■ Extrait ■
:::

Déjà en 2003, les deux sœurs semaient le trouble avec la série Photographies fictives, présentée au Casino Luxembourg : Des images en noir et blanc ressemblant à des photographies alors qu’elles sont en réalité le résultat d’une technique sophistiquée mêlant dessin et traitement par ordinateur. Quelques années plus tard, Carine Krecké soutient sa thèse en arts plastiques Nouveaux visages de l’image, qui interroge le statut de la photographie dans l’ère numérique. Elle ne s’est pas encore enfoncée dans les profondeurs de la toile.

« En 2007, je voulais réaliser une nouvelle version du livre The Americans que Robert Frank avait publié en 1958. Mais je me suis aperçue que c’était beaucoup plus difficile de capter le Zeitgeist de l’Amérique de Bush », rembobine Carine Krecké pour le Land. Vivant une sorte de crise artistique, elle emprunte les routes des États-Unis, un appareil photo accroché à son rétroviseur, pour prendre des images de façon aléatoire. « En rentrant j’ai découvert que Google Street View faisait cela de manière bien plus globale et exhaustive. » Elle explore l’outil, par curiosité, sans ambition artistique affichée.

Au détour de ses observations de rues et de paysages sur Street View, surgit une image d’un homme armé d'un lourd fusil d'assaut dans une rue d'une ville du Dakota du Sud. Cet événement anecdotique sert de prétexte pour lancer une enquête photographique sur place. Avec Dakotagate (2012), les sœurs Krecké s’improvisent photo-reporters. Elles remontent le cours d’une histoire marquée par les affres subis par les Sioux, jusqu’à des événements des années 1970. « Sur le terrain, notre démarche photographique était celle d’une machine enregistreuse de lieux de crimes perpétrés dans le passé. »

:::

■ Données enregistrées ■
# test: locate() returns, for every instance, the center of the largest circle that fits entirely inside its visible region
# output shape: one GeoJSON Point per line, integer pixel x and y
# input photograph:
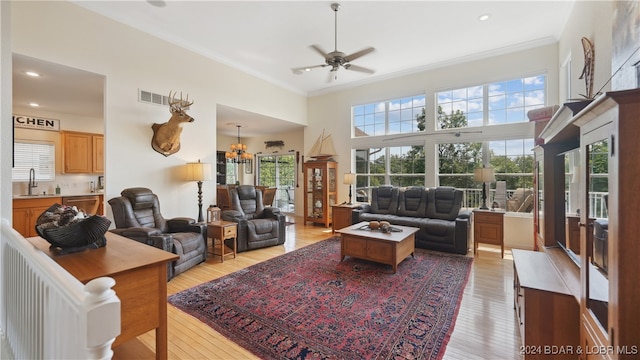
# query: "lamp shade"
{"type": "Point", "coordinates": [198, 171]}
{"type": "Point", "coordinates": [484, 175]}
{"type": "Point", "coordinates": [349, 179]}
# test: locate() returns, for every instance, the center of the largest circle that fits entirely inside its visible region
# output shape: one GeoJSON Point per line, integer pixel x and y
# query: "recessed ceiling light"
{"type": "Point", "coordinates": [157, 3]}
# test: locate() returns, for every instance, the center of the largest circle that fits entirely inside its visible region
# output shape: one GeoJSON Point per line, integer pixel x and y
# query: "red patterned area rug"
{"type": "Point", "coordinates": [307, 304]}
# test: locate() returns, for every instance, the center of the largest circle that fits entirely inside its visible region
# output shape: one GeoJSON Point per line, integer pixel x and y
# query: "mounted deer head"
{"type": "Point", "coordinates": [166, 137]}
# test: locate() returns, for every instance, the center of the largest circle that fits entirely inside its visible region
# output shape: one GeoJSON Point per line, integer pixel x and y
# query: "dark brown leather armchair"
{"type": "Point", "coordinates": [258, 226]}
{"type": "Point", "coordinates": [137, 216]}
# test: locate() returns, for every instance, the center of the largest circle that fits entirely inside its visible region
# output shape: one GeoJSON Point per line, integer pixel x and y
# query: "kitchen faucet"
{"type": "Point", "coordinates": [32, 180]}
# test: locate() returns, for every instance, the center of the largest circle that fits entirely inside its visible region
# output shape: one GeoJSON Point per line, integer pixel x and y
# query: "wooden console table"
{"type": "Point", "coordinates": [140, 272]}
{"type": "Point", "coordinates": [547, 311]}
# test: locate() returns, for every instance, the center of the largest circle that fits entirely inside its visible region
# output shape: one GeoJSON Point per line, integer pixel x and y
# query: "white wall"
{"type": "Point", "coordinates": [66, 34]}
{"type": "Point", "coordinates": [69, 35]}
{"type": "Point", "coordinates": [6, 125]}
{"type": "Point", "coordinates": [593, 20]}
{"type": "Point", "coordinates": [335, 108]}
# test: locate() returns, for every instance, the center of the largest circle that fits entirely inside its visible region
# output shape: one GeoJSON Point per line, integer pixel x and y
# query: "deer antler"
{"type": "Point", "coordinates": [177, 105]}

:::

■ Liste des consignes ■
- A) Les affirmations suivantes concordent-elles avec l'extrait ? Pour chacune, répondez par oui ou non et citez les mots de l'extrait qui tranchent.
(i) La série Photographies fictives a été présentée au Casino Luxembourg en 2003.
(ii) Les images de la série Photographies fictives sont de véritables photographies.
(iii) Carine Krecké a exploré Google Street View avec une ambition artistique affichée.
- B) Répondez à ces questions d'après l'extrait.
(i) De quel livre Carine Krecké voulait-elle réaliser une nouvelle version en 2007 ?
(ii) Dans quel État se trouve la ville où apparaît l'homme armé repéré sur Street View ?
(iii) De quelle année date Dakotagate ?
Les lignes n'interviennent pas ici.

■ Corrigé ci-dessous ■
- A)
(i) Oui : « Déjà en 2003, les deux sœurs semaient le trouble avec la série Photographies fictives, présentée au Casino Luxembourg »
(ii) Non : « Des images en noir et blanc ressemblant à des photographies alors qu’elles sont en réalité le résultat d’une technique sophistiquée mêlant dessin et traitement par ordinateur »
(iii) Non : « Elle explore l’outil, par curiosité, sans ambition artistique affichée. »

- B)
(i) Du livre The Americans, publié par Robert Frank en 1958.
(ii) Dans le Dakota du Sud.
(iii) De 2012.